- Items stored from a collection
-- start --

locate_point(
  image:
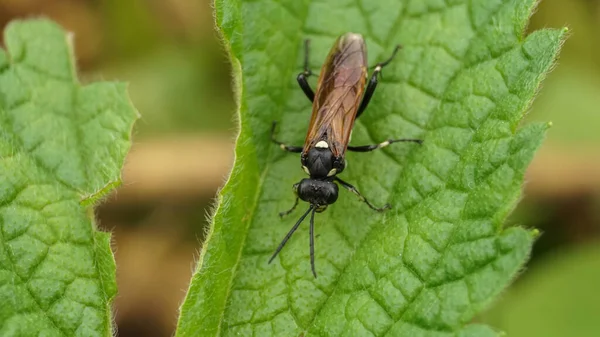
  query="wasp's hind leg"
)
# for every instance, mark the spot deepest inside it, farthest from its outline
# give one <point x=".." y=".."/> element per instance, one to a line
<point x="303" y="76"/>
<point x="373" y="82"/>
<point x="288" y="148"/>
<point x="368" y="148"/>
<point x="362" y="198"/>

-- end --

- AIM
Can you write out all the lines above again, requests included, with every x and y coordinate in the answers multiplied by 0.65 and rounded to whole numbers, halves rounding up? Leave the pictures out of your answer.

- SOLVED EXERCISE
locate_point(
  image:
  query="wasp's hind leg"
)
# for every instance, mark the spot deepest inside it, farthest from its outline
# give one <point x=".." y=".."/> element per instance, one to a line
<point x="197" y="49"/>
<point x="242" y="53"/>
<point x="187" y="96"/>
<point x="239" y="96"/>
<point x="235" y="129"/>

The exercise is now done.